------ Data
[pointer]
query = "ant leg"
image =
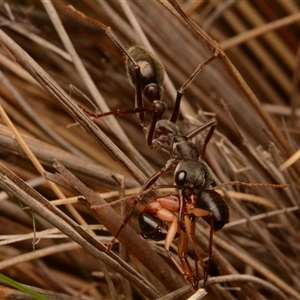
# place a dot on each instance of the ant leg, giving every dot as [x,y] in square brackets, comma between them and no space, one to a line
[118,112]
[146,185]
[212,124]
[191,276]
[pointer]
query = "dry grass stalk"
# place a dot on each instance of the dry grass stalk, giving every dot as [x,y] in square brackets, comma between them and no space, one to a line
[258,120]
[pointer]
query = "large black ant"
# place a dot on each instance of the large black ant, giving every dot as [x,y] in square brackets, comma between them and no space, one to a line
[167,217]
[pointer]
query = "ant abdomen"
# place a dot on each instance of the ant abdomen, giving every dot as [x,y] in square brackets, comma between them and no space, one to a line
[152,72]
[213,202]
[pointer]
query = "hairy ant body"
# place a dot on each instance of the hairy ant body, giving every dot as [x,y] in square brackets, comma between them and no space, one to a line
[168,217]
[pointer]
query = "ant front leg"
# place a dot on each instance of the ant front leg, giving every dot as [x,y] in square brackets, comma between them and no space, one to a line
[146,185]
[209,205]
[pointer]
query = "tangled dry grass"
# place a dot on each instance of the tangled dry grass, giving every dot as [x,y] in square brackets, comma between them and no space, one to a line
[258,131]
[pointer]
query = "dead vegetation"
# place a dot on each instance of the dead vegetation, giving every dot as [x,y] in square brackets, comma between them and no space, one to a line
[256,255]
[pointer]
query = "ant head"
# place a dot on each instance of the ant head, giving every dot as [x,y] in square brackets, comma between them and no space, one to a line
[192,176]
[148,69]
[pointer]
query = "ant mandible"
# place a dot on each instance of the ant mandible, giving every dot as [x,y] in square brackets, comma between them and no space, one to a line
[167,217]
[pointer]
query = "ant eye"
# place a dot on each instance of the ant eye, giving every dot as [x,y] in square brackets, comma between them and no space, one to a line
[180,178]
[152,92]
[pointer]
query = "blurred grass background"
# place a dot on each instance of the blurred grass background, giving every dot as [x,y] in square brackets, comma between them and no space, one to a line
[243,148]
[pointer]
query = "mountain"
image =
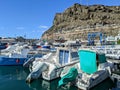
------------
Without altering anything, output all the lines above but none of the images.

[pointer]
query = "ant leg"
image =
# place a dot on each instance of the ant leg, giving every dot as [x,y] in square brackets, comma between them and no space, one to a line
[118,112]
[146,185]
[212,124]
[191,276]
[pointer]
query = "dry grass stalk"
# place a dot on each instance of the dry grass stalk, giving every dot as [x,y] in square brackets, comma between them and no space, one to a line
[258,120]
[pointer]
query = "large black ant"
# place a dot on each instance of the large black ant, giving every dot as [x,y] in square brackets, comma between them and no space, one to a line
[167,217]
[pointer]
query = "ant abdomen"
# place a dot on each instance of the ant abdomen, giving every dot as [x,y] in square brackets, comma between them and no space, one to a line
[152,72]
[213,202]
[pointer]
query = "hairy ant body"
# place a dot on each instance of the hairy ant body, giving every dot as [x,y] in square brackets, comma between them and no space, one to a line
[168,217]
[pointer]
query = "ant front leg"
# place a dot on each instance of the ant front leg, giving every dot as [x,y] in square brackets, comma between them and no space, one to a line
[146,185]
[209,205]
[pointer]
query = "tangled dry grass"
# place a dot on each instance of the tangled dry grass, giving every dot as [x,y] in square brackets, comma between them and no space, one to a line
[258,131]
[pointer]
query = "dead vegetation"
# place a dot on each instance of the dead vegetation, giving every dot as [x,y] in square brackets, comma between them and no space, one to a line
[256,255]
[pointer]
query = "ant head"
# place a dot on each instance of the ant head, giving every dot as [x,y] in square brackets, comma between them and no space, one to a line
[192,176]
[148,69]
[pointer]
query = "ant mandible"
# place a dot on each instance of the ant mandible, giving every dot as [x,y] in square brackets, comma between them and no space, one to a line
[167,217]
[pointer]
query = "ant eye"
# place a dot on each instance of the ant eye, giving every dot as [x,y] in square brackets, comma between them and no space, one to a line
[180,178]
[152,92]
[pointer]
query = "blurred grass background"
# place a dot on each instance of the blurred grass background, giving every dot as [x,y] in square brackets, comma between them and no space, one to a line
[243,148]
[pointer]
query = "mountain"
image =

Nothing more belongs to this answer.